Saved data entries:
========

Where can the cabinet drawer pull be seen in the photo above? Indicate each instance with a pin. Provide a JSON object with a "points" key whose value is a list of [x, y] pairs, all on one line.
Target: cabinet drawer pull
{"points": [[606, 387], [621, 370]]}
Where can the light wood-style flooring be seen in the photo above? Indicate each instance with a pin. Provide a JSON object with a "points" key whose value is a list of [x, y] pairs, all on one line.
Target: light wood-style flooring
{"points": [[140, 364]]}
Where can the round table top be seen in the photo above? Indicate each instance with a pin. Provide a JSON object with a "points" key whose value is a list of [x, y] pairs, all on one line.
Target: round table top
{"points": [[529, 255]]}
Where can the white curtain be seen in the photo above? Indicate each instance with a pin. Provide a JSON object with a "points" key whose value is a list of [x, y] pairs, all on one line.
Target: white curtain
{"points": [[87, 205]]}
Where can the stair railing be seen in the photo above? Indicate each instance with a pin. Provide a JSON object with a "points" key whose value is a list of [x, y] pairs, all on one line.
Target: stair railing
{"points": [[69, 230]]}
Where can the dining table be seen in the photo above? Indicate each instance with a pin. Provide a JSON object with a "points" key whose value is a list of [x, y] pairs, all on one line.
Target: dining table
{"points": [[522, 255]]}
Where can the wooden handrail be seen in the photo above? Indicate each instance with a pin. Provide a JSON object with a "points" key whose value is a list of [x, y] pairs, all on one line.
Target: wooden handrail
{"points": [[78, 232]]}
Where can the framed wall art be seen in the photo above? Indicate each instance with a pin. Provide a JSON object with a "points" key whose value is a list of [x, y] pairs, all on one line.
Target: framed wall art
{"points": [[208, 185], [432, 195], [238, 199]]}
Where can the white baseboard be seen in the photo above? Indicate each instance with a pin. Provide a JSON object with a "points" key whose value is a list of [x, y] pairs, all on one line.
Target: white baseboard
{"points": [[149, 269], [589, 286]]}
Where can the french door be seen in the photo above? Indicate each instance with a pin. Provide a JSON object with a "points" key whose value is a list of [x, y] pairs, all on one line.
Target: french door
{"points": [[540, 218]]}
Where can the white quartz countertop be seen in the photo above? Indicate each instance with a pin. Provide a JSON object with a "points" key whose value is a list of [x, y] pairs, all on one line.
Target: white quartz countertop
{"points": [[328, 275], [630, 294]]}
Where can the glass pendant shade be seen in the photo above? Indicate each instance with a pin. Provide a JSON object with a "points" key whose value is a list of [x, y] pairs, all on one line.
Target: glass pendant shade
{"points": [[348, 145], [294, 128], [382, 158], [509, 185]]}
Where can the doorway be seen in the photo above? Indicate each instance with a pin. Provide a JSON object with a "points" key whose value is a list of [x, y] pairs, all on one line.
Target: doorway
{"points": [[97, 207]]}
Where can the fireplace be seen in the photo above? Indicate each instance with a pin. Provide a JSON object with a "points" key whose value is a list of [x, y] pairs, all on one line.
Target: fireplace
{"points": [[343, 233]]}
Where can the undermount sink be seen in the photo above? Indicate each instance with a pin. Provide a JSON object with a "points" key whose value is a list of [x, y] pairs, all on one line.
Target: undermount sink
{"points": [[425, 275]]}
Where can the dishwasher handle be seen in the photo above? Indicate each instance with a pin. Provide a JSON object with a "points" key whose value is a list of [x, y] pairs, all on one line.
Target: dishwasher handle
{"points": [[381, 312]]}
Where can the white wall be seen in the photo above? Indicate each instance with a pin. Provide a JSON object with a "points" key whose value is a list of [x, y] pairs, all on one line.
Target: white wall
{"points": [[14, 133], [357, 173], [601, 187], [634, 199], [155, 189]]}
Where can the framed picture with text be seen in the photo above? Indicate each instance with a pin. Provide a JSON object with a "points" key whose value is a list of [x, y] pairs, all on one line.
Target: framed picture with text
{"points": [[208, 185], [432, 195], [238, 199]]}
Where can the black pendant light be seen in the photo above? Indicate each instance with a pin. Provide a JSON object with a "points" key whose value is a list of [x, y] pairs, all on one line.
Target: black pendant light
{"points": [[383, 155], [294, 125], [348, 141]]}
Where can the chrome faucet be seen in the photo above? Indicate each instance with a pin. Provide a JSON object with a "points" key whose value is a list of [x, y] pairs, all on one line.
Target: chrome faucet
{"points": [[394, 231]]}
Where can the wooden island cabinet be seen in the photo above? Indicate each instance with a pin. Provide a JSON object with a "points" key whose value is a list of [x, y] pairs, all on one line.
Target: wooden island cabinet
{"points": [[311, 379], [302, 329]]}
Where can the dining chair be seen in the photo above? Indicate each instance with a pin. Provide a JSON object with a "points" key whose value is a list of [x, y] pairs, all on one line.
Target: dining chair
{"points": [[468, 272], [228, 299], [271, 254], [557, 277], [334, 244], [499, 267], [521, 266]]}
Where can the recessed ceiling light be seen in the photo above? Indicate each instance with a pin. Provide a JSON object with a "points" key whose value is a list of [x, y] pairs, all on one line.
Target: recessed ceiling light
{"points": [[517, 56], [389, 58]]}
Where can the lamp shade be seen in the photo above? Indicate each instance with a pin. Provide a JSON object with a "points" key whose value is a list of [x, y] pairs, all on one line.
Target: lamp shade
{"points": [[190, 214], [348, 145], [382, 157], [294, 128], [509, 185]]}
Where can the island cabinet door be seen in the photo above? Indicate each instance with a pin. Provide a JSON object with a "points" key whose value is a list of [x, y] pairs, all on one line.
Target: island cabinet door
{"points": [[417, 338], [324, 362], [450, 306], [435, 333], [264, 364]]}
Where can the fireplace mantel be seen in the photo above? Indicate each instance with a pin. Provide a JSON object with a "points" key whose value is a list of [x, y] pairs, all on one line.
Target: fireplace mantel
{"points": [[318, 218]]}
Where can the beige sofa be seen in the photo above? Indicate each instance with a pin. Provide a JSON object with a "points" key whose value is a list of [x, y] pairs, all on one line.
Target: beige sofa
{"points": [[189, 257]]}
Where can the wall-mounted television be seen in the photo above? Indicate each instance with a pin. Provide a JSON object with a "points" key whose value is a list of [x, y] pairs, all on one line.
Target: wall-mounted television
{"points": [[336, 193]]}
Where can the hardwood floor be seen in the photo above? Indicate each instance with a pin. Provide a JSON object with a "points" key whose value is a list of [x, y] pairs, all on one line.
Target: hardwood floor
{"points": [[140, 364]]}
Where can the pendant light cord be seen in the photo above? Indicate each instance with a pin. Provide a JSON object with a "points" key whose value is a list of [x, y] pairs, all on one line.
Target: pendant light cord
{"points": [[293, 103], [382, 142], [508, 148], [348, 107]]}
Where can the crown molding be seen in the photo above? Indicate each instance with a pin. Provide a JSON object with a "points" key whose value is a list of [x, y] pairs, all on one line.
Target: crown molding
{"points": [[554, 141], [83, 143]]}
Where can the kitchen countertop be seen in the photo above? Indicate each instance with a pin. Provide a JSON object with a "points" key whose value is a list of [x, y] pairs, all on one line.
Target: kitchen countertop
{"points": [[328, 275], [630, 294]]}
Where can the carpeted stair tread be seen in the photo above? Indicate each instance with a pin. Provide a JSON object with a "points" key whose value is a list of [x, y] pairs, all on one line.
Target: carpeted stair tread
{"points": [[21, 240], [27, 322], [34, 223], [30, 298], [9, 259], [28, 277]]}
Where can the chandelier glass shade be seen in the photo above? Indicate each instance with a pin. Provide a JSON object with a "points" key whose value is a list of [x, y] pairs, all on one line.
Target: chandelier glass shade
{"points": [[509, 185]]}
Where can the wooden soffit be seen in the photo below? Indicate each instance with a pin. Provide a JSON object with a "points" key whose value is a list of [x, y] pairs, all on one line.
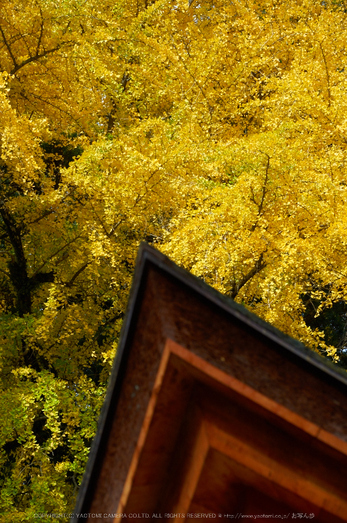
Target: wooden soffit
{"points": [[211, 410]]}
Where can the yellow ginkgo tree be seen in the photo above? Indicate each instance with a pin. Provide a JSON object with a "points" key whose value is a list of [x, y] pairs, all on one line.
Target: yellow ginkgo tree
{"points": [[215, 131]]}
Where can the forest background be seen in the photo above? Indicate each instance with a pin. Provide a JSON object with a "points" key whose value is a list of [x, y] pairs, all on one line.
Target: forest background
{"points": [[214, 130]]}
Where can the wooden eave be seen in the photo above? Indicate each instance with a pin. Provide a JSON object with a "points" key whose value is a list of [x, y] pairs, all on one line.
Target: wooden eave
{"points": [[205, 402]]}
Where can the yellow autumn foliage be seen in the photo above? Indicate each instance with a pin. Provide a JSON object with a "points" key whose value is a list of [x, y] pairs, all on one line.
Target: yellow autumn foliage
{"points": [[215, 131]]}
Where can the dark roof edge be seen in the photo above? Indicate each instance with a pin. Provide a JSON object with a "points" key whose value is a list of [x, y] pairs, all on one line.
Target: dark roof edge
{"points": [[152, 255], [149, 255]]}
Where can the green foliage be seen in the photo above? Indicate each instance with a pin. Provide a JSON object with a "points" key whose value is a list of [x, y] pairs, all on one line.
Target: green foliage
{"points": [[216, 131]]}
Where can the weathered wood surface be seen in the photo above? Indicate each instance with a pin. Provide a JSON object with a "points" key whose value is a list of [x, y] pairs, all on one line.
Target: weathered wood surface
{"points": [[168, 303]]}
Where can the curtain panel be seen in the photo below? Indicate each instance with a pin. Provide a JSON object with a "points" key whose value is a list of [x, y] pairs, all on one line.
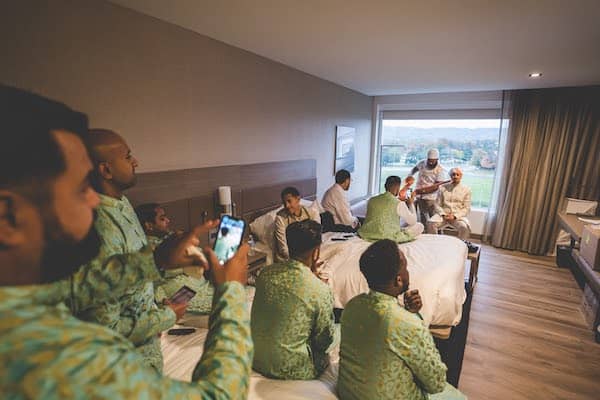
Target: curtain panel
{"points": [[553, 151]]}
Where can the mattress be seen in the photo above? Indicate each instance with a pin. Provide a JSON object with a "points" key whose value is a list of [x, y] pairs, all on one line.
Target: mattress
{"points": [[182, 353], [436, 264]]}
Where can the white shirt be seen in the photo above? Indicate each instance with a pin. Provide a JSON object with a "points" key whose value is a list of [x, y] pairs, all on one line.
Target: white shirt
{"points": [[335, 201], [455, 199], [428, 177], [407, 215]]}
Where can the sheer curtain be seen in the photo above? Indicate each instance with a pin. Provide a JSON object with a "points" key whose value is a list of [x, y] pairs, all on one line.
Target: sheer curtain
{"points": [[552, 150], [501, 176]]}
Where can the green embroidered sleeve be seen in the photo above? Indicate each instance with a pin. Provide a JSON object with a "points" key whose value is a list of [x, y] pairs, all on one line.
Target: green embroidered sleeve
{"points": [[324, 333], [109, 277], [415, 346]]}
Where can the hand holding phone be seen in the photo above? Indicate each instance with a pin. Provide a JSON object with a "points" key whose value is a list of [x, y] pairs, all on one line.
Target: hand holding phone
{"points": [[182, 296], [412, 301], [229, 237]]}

========

Copy out the lines from the line containing "Where can the sheer" to the end of the listing above, without alteration.

» EXPECTED ANSWER
Where can the sheer curtain be seen in the photo above? Indicate each instance with a pin. Provide a JSON object with a "points" key whose value is a list of [x, y] pairs, all on one line.
Target: sheer curtain
{"points": [[552, 150], [501, 176]]}
Where can the green embroidered sleeve be seen in the photo above? Indicate each instance with a pin. Provide a JSON object with a "points" key whose value is a list of [x, y] pairs, all on one line.
Target: green embroidered sleeve
{"points": [[324, 333], [109, 277], [415, 346]]}
Where can the hand holding phone be seen in the photo above? Indicate each instance with a pin. Provide a JSON object with a "points" key whose value is a list of [x, y] pairs, all on one line.
Target: hand holding phone
{"points": [[182, 296], [412, 301], [229, 237]]}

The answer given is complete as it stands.